TASK OBJECTIVE :: Pick out and copy every line of the records that contains the string "molding".

PROVIDED INFORMATION ::

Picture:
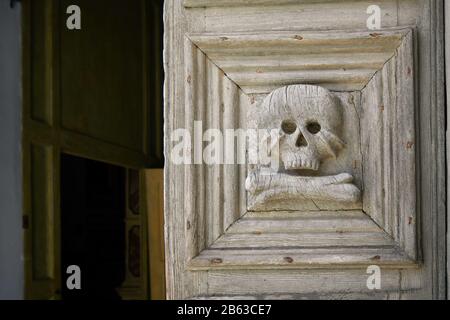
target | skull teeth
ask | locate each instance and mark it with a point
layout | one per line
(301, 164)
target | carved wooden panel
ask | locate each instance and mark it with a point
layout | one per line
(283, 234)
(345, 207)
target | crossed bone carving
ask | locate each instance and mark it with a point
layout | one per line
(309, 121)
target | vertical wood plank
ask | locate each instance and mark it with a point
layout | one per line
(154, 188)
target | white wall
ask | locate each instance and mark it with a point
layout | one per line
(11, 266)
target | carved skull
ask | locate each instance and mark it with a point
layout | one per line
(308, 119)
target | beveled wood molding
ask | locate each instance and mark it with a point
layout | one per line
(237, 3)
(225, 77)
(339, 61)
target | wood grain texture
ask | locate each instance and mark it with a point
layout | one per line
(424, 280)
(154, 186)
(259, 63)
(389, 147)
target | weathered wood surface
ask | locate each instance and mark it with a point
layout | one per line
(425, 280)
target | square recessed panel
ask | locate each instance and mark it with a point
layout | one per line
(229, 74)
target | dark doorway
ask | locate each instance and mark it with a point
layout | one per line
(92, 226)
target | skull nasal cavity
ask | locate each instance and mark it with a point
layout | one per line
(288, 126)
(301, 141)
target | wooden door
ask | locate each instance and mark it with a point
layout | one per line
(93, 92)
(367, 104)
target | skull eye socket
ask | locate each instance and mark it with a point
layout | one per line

--

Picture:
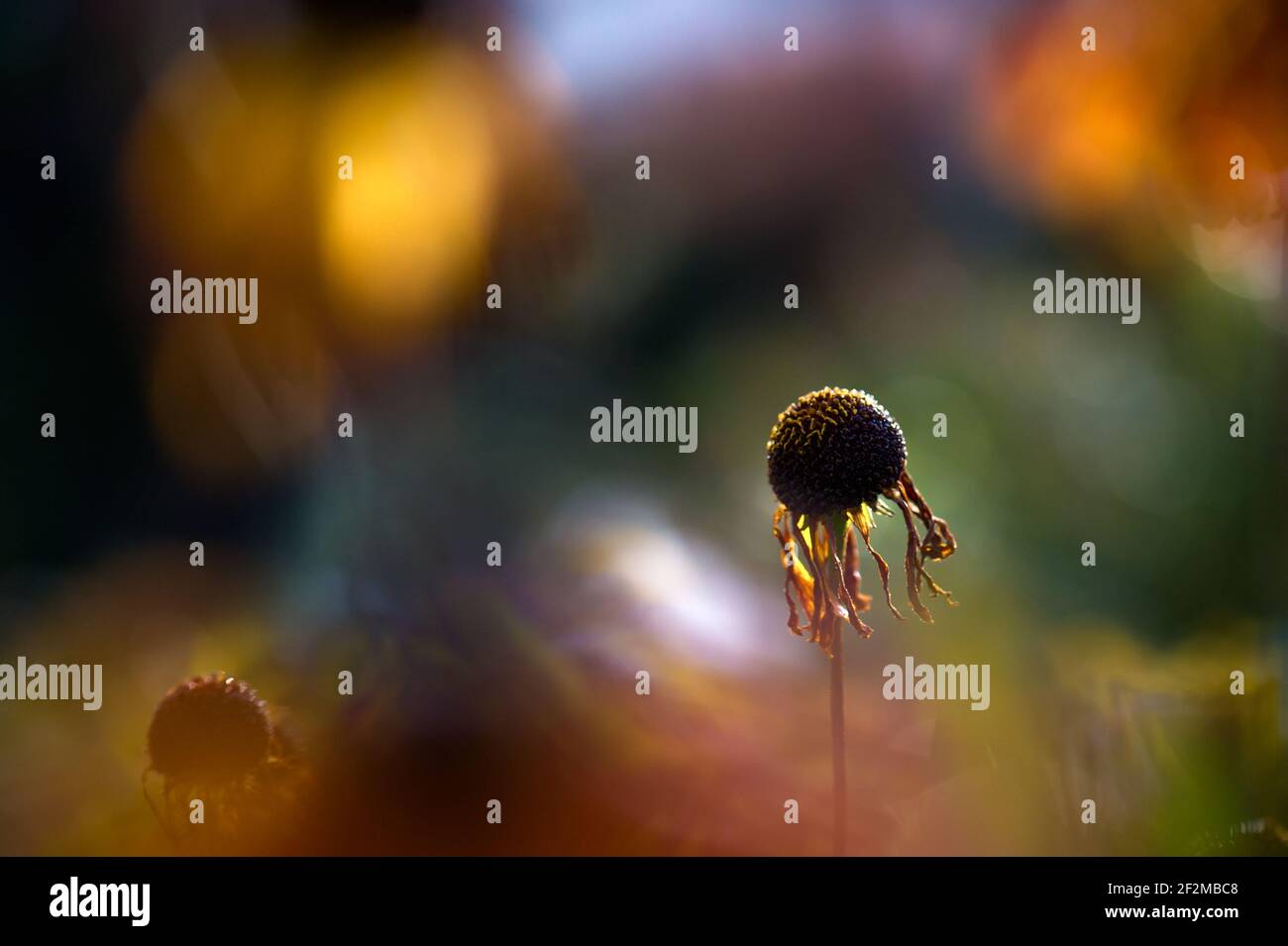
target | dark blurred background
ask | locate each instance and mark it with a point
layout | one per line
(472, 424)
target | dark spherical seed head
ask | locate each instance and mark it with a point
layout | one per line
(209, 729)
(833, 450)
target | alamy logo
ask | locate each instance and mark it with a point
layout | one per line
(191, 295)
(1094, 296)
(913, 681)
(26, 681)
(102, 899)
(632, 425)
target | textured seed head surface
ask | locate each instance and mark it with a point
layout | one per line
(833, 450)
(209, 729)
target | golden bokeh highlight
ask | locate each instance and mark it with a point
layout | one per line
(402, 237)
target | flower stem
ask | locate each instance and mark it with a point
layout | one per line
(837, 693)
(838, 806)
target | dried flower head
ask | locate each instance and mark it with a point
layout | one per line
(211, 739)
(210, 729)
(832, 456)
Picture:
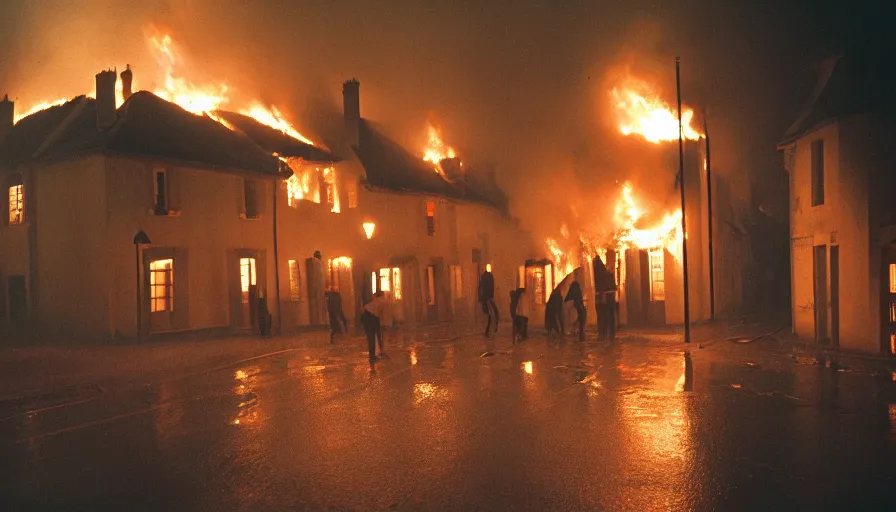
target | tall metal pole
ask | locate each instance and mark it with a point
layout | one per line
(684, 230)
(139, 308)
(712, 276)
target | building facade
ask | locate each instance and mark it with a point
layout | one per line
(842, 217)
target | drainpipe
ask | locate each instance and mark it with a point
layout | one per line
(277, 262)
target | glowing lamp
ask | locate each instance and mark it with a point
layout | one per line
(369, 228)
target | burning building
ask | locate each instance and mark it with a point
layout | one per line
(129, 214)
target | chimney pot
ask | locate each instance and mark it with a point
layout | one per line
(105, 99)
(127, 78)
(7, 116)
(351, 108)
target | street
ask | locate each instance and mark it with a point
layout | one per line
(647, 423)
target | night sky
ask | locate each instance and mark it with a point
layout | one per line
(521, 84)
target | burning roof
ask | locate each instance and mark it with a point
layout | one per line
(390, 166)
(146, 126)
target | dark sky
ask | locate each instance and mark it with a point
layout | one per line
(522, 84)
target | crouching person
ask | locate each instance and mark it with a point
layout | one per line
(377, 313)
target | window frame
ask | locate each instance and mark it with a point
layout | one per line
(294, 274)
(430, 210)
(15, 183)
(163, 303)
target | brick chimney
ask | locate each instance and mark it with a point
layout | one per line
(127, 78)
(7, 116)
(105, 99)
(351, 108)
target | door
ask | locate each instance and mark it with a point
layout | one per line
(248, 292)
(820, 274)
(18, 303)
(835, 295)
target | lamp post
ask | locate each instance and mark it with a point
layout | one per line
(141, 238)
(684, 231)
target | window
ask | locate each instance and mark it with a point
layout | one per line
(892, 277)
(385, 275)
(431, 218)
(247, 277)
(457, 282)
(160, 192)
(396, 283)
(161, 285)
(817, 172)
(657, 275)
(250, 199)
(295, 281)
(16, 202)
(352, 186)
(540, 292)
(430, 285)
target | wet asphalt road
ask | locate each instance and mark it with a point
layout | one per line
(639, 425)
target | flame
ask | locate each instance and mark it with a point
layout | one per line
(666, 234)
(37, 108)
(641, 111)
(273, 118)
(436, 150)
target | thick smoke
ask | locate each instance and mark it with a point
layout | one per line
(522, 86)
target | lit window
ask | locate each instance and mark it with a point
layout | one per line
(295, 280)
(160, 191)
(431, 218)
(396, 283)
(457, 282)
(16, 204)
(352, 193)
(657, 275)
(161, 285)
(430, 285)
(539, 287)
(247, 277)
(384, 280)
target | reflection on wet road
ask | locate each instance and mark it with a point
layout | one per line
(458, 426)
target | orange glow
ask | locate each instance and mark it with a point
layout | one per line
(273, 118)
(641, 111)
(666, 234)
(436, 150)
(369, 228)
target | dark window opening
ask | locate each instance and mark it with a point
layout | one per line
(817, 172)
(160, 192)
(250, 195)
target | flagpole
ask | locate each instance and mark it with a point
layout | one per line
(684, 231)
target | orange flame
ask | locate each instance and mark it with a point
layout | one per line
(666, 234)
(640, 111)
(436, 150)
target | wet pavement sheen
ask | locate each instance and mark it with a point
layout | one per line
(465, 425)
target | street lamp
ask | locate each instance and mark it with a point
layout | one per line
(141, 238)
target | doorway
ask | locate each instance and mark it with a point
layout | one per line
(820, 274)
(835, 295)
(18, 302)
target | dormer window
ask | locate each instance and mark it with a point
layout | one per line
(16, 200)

...

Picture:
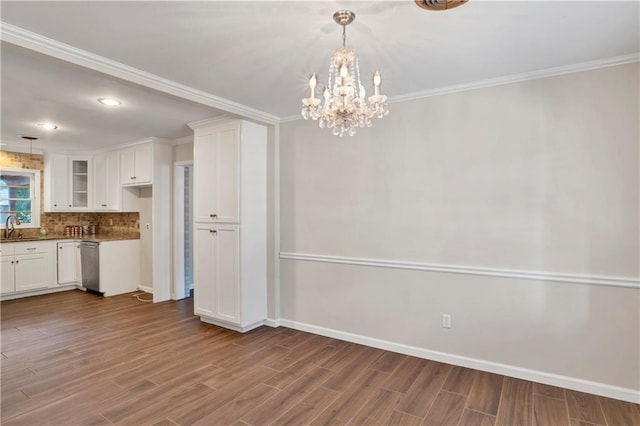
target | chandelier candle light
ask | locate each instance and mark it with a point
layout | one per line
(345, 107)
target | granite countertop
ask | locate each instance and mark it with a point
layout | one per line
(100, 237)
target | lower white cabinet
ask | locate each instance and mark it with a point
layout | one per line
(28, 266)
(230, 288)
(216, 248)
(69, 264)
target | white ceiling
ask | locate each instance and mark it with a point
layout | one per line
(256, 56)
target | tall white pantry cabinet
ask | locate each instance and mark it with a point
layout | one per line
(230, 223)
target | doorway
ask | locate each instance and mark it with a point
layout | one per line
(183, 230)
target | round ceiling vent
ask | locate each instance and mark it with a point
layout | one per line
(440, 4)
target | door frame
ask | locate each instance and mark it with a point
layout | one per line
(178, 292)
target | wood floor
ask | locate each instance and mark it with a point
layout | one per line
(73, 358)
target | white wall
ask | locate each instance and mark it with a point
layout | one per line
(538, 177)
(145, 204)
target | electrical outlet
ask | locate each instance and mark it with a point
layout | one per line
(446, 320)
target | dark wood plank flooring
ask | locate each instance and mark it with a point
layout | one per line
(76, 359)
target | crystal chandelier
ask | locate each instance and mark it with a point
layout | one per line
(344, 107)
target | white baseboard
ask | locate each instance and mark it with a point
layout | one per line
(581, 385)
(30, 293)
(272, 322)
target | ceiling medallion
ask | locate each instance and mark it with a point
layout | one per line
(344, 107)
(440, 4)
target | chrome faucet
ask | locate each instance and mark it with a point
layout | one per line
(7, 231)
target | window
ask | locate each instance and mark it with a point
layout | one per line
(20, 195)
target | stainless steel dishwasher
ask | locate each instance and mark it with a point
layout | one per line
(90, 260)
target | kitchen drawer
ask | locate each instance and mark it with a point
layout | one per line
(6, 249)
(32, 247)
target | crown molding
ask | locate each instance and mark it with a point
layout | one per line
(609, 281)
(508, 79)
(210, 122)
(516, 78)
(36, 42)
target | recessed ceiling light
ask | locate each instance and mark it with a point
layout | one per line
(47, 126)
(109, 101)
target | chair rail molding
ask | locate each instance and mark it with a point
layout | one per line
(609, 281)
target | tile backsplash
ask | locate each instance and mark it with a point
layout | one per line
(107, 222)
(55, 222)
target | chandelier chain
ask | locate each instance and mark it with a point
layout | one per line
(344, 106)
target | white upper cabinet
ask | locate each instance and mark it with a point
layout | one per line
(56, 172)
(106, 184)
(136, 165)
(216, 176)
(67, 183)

EXPECTED OUTPUT ::
target | beveled wood molding
target | crown molding
target | chair rail molding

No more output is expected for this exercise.